WHAT THE EXERCISE ASKS
Restate the records in full, keeping every word as it is.
--- DATA EXCERPTS Enclosed Below ---
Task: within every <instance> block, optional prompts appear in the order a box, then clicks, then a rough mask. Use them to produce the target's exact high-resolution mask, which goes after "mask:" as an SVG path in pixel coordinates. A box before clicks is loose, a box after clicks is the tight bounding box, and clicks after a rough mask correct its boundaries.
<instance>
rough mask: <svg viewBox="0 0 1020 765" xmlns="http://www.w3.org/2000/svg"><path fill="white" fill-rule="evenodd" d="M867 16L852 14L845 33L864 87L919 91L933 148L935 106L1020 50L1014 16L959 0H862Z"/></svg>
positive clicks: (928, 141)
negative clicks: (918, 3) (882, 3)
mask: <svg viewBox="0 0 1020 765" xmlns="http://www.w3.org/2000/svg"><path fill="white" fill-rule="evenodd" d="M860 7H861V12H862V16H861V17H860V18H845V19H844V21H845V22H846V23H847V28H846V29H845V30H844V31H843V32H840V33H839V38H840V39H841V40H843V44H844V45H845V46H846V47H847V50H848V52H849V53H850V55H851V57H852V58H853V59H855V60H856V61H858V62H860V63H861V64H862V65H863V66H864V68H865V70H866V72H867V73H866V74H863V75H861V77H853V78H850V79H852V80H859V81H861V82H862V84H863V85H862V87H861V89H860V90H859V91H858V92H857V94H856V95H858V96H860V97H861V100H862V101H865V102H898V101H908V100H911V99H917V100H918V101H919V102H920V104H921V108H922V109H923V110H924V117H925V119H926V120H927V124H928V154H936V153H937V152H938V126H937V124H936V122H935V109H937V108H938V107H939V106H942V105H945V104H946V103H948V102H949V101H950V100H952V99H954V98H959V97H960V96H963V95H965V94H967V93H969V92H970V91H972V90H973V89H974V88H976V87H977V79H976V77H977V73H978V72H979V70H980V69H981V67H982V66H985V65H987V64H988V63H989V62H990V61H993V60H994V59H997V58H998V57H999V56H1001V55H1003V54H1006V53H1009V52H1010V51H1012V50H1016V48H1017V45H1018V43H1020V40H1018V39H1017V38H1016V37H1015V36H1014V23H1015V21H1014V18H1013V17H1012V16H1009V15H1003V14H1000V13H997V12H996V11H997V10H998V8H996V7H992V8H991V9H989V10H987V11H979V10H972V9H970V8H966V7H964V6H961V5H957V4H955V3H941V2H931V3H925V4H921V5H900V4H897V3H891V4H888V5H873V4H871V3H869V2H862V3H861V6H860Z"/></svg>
--- End of Enclosed DATA EXCERPTS ---
YOUR RESPONSE
Task: within every <instance> block, optional prompts appear in the order a box, then clicks, then a rough mask. Use them to produce the target's exact high-resolution mask, which goes after "mask:" as an SVG path in pixel coordinates. A box before clicks is loose, a box after clicks is the tight bounding box, and clicks after a rough mask correct its boundaries.
<instance>
rough mask: <svg viewBox="0 0 1020 765" xmlns="http://www.w3.org/2000/svg"><path fill="white" fill-rule="evenodd" d="M867 16L852 14L845 33L864 87L919 91L933 148L935 106L1020 50L1014 16L959 0H862Z"/></svg>
positive clicks: (928, 141)
negative clicks: (918, 3) (882, 3)
mask: <svg viewBox="0 0 1020 765" xmlns="http://www.w3.org/2000/svg"><path fill="white" fill-rule="evenodd" d="M860 7H861V12H862V16H861V17H860V18H845V19H844V21H845V22H846V23H847V28H846V29H845V30H844V31H843V32H840V33H839V38H840V39H841V40H843V44H844V45H845V46H846V47H847V50H848V52H849V53H850V55H851V57H852V58H853V59H855V60H856V61H858V62H860V63H861V64H862V65H863V66H864V68H865V70H866V72H867V73H866V74H863V75H861V77H853V78H850V79H852V80H859V81H861V82H862V84H863V85H862V87H861V89H860V90H859V91H858V92H857V94H856V95H858V96H860V97H861V100H862V101H865V102H898V101H908V100H911V99H917V100H918V101H919V102H920V104H921V108H922V109H923V110H924V117H925V119H926V120H927V124H928V154H936V153H937V152H938V126H937V124H936V122H935V109H937V108H938V107H939V106H942V105H945V104H946V103H948V102H949V101H950V100H952V99H954V98H959V97H960V96H963V95H965V94H967V93H969V92H970V91H972V90H973V89H974V88H976V87H977V79H976V77H977V73H978V72H979V70H980V69H981V67H982V66H985V65H987V64H988V63H989V62H990V61H993V60H994V59H997V58H998V57H999V56H1001V55H1003V54H1006V53H1009V52H1010V51H1012V50H1016V48H1017V45H1018V43H1020V40H1018V39H1017V38H1016V37H1015V36H1014V23H1015V21H1014V18H1013V17H1012V16H1009V15H1003V14H1000V13H997V12H996V11H997V10H998V8H996V7H992V8H991V9H989V10H987V11H979V10H972V9H970V8H966V7H964V6H961V5H957V4H955V3H941V2H931V3H925V4H921V5H900V4H897V3H891V4H888V5H873V4H871V3H869V2H862V3H861V6H860Z"/></svg>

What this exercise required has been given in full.